Detection Technologies

Cluster Hire in Detection Technologies for Emerging Plant Disease and Global Food Security NC State University

As part of the NC State Chancellor’s Faculty Excellence Program (CFEP) we have hired a tenure-track faculty member to be part of an interdisciplinary faculty cluster on “Emerging Plant Disease and Global Food Security.”  This cluster of will develop new knowledge to better understand the fundamental basis of emerging infectious diseases caused by pathogens of plants or the pests that vector them – including the development of tools – enabling a more rapid response to contain and limit potential damage by emerging threats.  The members of the cluster will study pathogens in nature, in agriculture, and in industrial or food processing, making linkages from genomes to ecosystems to processes. To facilitate this work, there is a need to develop cutting edge, rapid, inexpensive, and accessible biosurveillance methods for detection of plant pathogens and pests associated with insect vectors, in seed, the atmosphere, in transit, and in production and processing.

### Activity
In the cluster hire text, under what program was the tenure-track faculty member hired? The records play no part in this.

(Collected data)
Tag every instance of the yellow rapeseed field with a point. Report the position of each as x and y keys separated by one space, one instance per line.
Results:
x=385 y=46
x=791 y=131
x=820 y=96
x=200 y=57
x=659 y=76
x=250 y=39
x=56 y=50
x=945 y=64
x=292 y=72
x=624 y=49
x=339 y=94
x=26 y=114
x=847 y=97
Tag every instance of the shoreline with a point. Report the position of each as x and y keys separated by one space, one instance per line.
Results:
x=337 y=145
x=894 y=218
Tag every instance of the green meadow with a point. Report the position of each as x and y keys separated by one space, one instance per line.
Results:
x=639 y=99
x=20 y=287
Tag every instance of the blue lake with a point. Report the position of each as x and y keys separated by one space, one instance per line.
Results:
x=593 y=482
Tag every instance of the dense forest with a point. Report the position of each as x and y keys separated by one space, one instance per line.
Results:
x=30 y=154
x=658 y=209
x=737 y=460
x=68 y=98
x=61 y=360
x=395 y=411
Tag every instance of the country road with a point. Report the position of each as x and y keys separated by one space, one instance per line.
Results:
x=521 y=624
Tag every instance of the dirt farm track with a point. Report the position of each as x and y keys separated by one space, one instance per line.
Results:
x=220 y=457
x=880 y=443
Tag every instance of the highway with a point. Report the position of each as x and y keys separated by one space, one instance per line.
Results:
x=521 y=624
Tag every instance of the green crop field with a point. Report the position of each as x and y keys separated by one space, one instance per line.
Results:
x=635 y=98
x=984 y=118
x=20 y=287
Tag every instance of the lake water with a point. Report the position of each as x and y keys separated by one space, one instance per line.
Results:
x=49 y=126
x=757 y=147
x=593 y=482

### Completed task
The NC State Chancellor’s Faculty Excellence Program (CFEP).